Labeled-object pointing entries
******
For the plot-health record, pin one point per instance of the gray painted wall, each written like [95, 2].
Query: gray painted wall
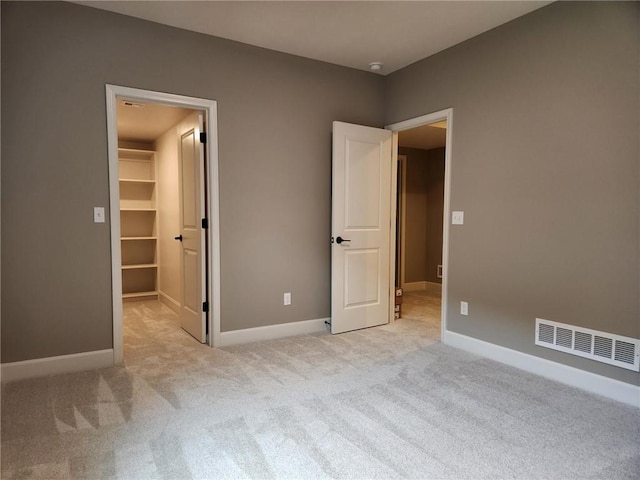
[274, 112]
[545, 165]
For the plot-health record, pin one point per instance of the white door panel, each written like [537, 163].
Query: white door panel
[361, 215]
[192, 210]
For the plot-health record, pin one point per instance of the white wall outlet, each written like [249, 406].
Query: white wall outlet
[457, 218]
[98, 214]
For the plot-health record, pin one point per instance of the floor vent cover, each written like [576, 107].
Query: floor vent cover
[603, 347]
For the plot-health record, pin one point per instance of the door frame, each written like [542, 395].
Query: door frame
[446, 114]
[212, 260]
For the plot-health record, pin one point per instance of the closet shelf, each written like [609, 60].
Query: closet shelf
[136, 180]
[139, 265]
[140, 294]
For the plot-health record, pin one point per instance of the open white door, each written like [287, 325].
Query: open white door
[192, 234]
[361, 215]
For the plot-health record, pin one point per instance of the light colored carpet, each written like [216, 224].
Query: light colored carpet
[387, 402]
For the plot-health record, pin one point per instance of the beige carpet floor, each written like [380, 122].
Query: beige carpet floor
[386, 402]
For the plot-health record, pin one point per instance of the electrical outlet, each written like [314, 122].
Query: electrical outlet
[457, 218]
[98, 214]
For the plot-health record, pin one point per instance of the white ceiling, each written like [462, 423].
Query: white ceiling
[144, 122]
[348, 33]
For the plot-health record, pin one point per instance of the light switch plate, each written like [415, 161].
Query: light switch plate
[457, 218]
[98, 214]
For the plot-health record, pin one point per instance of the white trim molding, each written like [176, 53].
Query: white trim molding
[272, 332]
[41, 367]
[591, 382]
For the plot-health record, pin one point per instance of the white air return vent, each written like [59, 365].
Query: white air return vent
[600, 346]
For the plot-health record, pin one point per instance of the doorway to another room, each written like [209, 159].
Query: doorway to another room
[164, 221]
[420, 225]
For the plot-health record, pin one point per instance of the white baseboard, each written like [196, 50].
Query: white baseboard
[591, 382]
[169, 302]
[41, 367]
[272, 332]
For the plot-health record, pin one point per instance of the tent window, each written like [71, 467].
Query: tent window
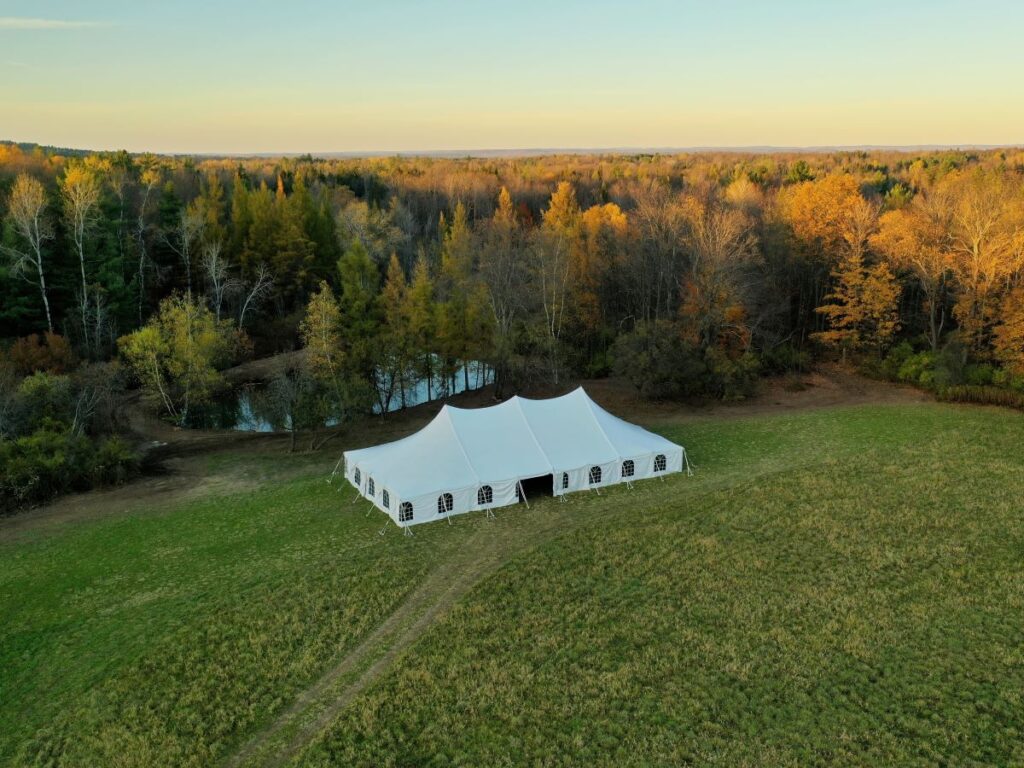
[444, 503]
******
**Exercise task**
Copy every record above exactly as written, but leave out the pictures.

**Output for this task**
For the plot-health record, pin one point per instance of the gray painted wall, each written like [95, 2].
Query: gray painted wall
[274, 112]
[545, 165]
For the plot-health record, pin one point per instance of the white door panel, each written like [537, 163].
Query: white door panel
[361, 215]
[192, 210]
For the plot-health record, pin one point per instance of the white wall outlet, each written like [249, 406].
Query: white wall outlet
[457, 218]
[98, 214]
For the plot-health record, pin one point per instance of the floor vent cover, each written like [576, 107].
Query: floor vent cover
[603, 347]
For the plot-health record, pin one point per instance of the door frame, each written like [542, 395].
Query: door frame
[446, 114]
[212, 260]
For the plot-health record, pin one point per instance of the closet shelf, each written like [609, 60].
Query: closet shelf
[136, 180]
[139, 265]
[140, 294]
For the plot-health record, pin one point per instance of the open white door, each written like [287, 325].
Query: open white door
[192, 234]
[361, 215]
For the plot-health record, pin one point per instance of the light colored carpet, each written like [216, 224].
Query: light colored carpet
[387, 402]
For the plot-health record, pin one point per instance of the beige carpet floor, each written like [380, 122].
Query: beige carpet floor
[386, 402]
For the plot-health record, pin one point per instance of the electrical outlet, each written like [314, 122].
Query: electrical outlet
[457, 218]
[98, 214]
For the plot-health record, pin one point per instance of the white ceiling, each written like [462, 423].
Query: white ceiling
[144, 122]
[348, 33]
For the plot-health record, pin one point per instance of the light switch plate, each written like [415, 161].
Query: light switch plate
[457, 218]
[98, 214]
For the plot-health record, pin one point per instance of the white trim molding, each written like [176, 53].
Query: white trim molding
[272, 332]
[41, 367]
[591, 382]
For the plot-health record, pin one point per instance of the white air return vent, each written like [59, 365].
Query: white air return vent
[600, 346]
For the plot-health record, pin one point per instance of the doorway to another room, each written like [209, 159].
Query: doorway to another room
[164, 221]
[420, 225]
For the plot-health record, pin one point per instance of the white baseboard, each written like [196, 50].
Query: white baseboard
[591, 382]
[169, 302]
[41, 367]
[272, 332]
For the plot-health record, pin one point per instance of the tent window, each written like [71, 467].
Query: tent window
[444, 503]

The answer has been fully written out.